Aim of the exercise: Can you output the records below exactly as they are written?

Input data:
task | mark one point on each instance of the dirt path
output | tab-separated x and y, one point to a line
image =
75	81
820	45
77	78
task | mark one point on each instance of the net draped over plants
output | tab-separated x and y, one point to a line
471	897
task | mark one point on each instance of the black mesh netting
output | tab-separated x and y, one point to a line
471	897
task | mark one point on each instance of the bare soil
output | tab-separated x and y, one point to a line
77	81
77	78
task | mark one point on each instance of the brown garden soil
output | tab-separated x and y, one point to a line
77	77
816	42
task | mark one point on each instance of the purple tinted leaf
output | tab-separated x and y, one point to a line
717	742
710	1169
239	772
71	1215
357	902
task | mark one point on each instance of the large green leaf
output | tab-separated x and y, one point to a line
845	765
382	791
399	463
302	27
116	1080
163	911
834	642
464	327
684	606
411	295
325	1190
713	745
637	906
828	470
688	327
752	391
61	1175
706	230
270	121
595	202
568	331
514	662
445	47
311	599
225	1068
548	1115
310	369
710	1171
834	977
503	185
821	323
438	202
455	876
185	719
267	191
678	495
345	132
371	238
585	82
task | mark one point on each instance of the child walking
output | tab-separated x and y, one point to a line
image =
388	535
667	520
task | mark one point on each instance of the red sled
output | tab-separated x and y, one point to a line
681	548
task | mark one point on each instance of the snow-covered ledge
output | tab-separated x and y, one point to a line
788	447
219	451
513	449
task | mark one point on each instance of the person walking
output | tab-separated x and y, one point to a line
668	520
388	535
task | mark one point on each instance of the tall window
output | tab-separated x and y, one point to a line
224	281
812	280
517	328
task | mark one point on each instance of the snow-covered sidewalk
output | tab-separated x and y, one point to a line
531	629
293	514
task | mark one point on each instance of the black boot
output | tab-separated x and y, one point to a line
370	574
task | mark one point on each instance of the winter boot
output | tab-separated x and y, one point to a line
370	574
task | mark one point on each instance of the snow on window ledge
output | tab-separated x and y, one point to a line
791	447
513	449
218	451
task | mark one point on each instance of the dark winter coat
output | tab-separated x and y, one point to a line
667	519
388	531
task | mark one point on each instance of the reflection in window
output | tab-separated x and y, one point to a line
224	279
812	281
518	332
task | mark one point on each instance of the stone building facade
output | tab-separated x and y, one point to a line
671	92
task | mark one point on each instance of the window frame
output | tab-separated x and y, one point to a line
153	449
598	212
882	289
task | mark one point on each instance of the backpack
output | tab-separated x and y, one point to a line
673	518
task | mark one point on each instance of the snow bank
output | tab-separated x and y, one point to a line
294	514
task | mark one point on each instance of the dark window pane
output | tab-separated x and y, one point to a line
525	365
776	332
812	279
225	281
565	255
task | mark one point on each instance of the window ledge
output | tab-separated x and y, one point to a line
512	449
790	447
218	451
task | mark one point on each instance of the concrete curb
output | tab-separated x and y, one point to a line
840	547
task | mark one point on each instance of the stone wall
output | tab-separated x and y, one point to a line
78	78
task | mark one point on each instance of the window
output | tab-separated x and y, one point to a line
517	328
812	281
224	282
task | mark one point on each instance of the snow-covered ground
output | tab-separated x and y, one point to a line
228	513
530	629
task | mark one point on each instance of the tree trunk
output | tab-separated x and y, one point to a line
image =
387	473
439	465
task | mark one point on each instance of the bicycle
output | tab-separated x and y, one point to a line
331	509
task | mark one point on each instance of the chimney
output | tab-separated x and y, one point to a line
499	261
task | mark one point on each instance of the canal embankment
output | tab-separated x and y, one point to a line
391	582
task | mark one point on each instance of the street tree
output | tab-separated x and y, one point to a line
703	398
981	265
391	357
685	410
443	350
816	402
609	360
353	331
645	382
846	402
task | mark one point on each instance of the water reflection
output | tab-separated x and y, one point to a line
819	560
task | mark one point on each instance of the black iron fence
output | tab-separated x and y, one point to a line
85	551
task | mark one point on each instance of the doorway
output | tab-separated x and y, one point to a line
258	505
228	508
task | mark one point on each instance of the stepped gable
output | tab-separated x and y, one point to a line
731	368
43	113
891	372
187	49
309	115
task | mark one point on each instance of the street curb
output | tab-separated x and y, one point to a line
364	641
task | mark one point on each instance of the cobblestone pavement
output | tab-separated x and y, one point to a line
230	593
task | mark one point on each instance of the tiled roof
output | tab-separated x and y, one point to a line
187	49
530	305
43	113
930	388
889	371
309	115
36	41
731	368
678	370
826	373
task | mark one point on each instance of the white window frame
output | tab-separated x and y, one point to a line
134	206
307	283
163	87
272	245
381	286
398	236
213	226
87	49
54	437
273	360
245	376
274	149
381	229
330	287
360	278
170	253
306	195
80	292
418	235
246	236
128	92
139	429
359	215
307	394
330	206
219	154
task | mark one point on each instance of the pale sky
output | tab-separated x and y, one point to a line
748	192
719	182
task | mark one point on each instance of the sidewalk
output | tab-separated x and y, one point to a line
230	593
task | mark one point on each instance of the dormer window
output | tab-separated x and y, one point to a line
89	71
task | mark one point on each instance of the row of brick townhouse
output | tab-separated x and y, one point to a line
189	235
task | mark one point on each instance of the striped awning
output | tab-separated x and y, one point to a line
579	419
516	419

Solution:
task | mark one point on each instance of the dirt path
output | tab-separated x and y, one point to a line
image =
75	81
820	45
77	78
task | mark one point on each instance of the net draped over plants
output | tab-separated x and y, one point to a line
471	897
task | mark one point on each instance of the black mesh netting
output | tab-separated x and y, one point to a line
471	897
task | mark one point on each instance of the bare soil
output | tab-separated x and y, one point to a line
77	81
77	78
task | mark one point on each instance of the brown garden soil
output | tab-separated x and y, one point to a line
77	77
816	42
task | mark one point on each instance of the purple tinted leaf
output | tab-separated x and y, one point to a line
717	742
710	1169
239	772
71	1215
357	902
task | mark one point on each instance of the large green leaf
output | tab-separated x and y, one point to a line
845	765
382	791
399	463
302	27
116	1080
163	911
834	642
464	327
684	606
411	295
325	1190
713	745
637	906
828	470
688	327
752	391
61	1175
706	230
270	121
595	202
568	331
514	662
445	47
311	599
225	1068
548	1115
310	369
710	1171
834	977
503	185
821	323
438	202
455	876
185	719
267	191
678	495
345	132
371	238
585	82
task | mark one point on each instance of the child walking
output | tab-separated x and y, one point to a line
image =
388	535
667	520
task | mark one point on each instance of the red sled
output | tab-separated x and y, one point to a line
681	548
task | mark one point on each instance of the snow-covered ledge
output | tab-separated x and y, one point to a line
788	447
219	451
513	449
task | mark one point on each instance of the person walking
output | tab-separated x and y, one point to a line
668	520
388	535
task | mark one point on each instance of the tall window
output | tab-separated x and y, one point to a line
224	281
812	280
517	328
task | mark one point on each instance of the snow-covered sidewalk
output | tab-separated x and y, one point to a line
531	629
293	514
task | mark one point on each instance of the black boot
output | tab-separated x and y, one point to a line
370	574
task | mark one point on each instance of the winter boot
output | tab-separated x and y, one point to a line
370	574
task | mark one point on each instance of the snow on window ledge
output | tab-separated x and y, one point to a line
791	447
513	449
218	451
task | mark one point on each instance of the dark winter coat
output | tab-separated x and y, one point to a line
667	519
388	531
task | mark one point on each instance of the reflection in window
output | tab-separated x and y, one point to a line
224	279
812	281
518	332
task | mark one point on each instance of the stone building facade
output | tab-separated x and y, one point to a line
671	92
task | mark one point on each instance of the window frame
output | tab-separated x and y, one point to a line
153	449
598	212
882	289
task | mark one point on each instance of the backpack
output | tab-separated x and y, one point to a line
673	518
task | mark one point on each instance of the snow bank
output | tab-separated x and y, one point to a line
294	514
task | mark one point on each instance of the dark window pane
output | tab-separated x and y, one point to a line
525	365
776	332
812	279
225	281
565	255
task | mark one point on each instance of the window ledge
output | tab-separated x and y, one point to a line
512	449
790	447
218	451
task | mark one point on each instance of the concrete curb
output | tab-separated x and y, one point to a line
840	547
task | mark one point on each instance of the stone wall
output | tab-separated x and y, one point to a line
78	78
task | mark one point on each instance of the window
output | tab-separated x and y, one point to a line
517	328
812	281
224	282
task | mark one point on each instance of the snow-covered ground
output | tab-separated x and y, one point to a line
228	513
530	629
task | mark one point on each instance of the tree trunk
output | tab-separated x and y, one point to a line
image =
387	473
439	465
task | mark one point on each instance of the bicycle
output | tab-separated x and y, one point to a line
331	509
task | mark one point on each instance of the chimney
output | tab-separated x and y, one point to a line
499	261
task | mark one point on each instance of the canal embankment
output | tab-separated x and y, one point to a line
391	582
task | mark one point on each instance of the street tree
output | tab-separated x and y, one point to a line
703	398
981	265
391	357
685	410
443	350
816	402
609	360
353	331
645	382
846	402
task | mark one point on each instance of the water reflection
output | tab-separated x and y, one point to a line
819	560
task | mark one point on each instance of the black iron fence
output | tab-separated x and y, one point to a line
85	551
task | mark one point on each instance of the doorway
output | tab-separated x and y, one point to a line
258	505
228	508
task | mark one point on each instance of the stepped gable
output | tab-separated x and y, one point to a line
731	368
43	113
891	372
187	49
309	115
task | mark one point on each instance of the street curb
output | tab-separated x and y, one point to a line
364	641
task | mark one point on each instance of the cobblestone pavement
output | tab-separated x and y, one point to a line
230	593
task | mark one point on each instance of the tiled roof
output | tab-separated x and y, one point to a line
187	49
530	305
43	113
930	388
889	371
309	115
36	41
731	368
678	370
826	373
task | mark one point on each instance of the white window frame
output | tab-separated x and y, one point to a line
134	206
307	283
163	87
272	245
381	286
398	236
213	226
87	49
54	437
273	360
245	376
274	149
381	229
330	287
360	278
170	253
306	195
80	292
418	235
246	236
128	92
139	429
359	215
307	394
330	206
219	154
task | mark one point on each instance of the pale sky
output | tab-separated x and y, one point to a line
748	192
719	182
task | mark one point on each instance of the sidewalk
output | tab-separated x and y, one point to a line
230	593
task | mark one point on each instance of the dormer window
output | tab-separated x and y, one point to a line
89	71
task | mark one point on each instance of the row of brick townhouse
output | tab-separated x and y, one point to a line
189	235
task | mark one point on each instance of the striped awning
output | tab-separated x and y, one point to a line
579	419
516	419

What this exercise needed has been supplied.